Saved entries
==*==

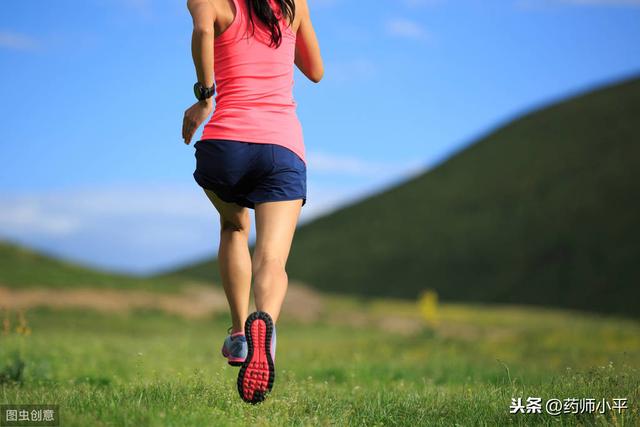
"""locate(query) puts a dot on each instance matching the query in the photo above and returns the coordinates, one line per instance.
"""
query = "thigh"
(232, 215)
(275, 226)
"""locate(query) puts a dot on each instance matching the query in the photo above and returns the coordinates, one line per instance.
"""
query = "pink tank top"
(254, 85)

==*==

* [WHAT YOU ARE ASKED TO DO]
Output every entry above exactly as written, but omit the pictures.

* [FINISHED EXERCISE]
"""locate(query) puts a dot on each instance matching the query in the photo above and returns the coordinates, one line per instance.
"""
query = "thigh"
(232, 215)
(275, 226)
"""locate(query) puts a dot on each instance matching the query in the photo above and returns the coordinates, one line per instance.
"""
query = "pink tank top"
(254, 85)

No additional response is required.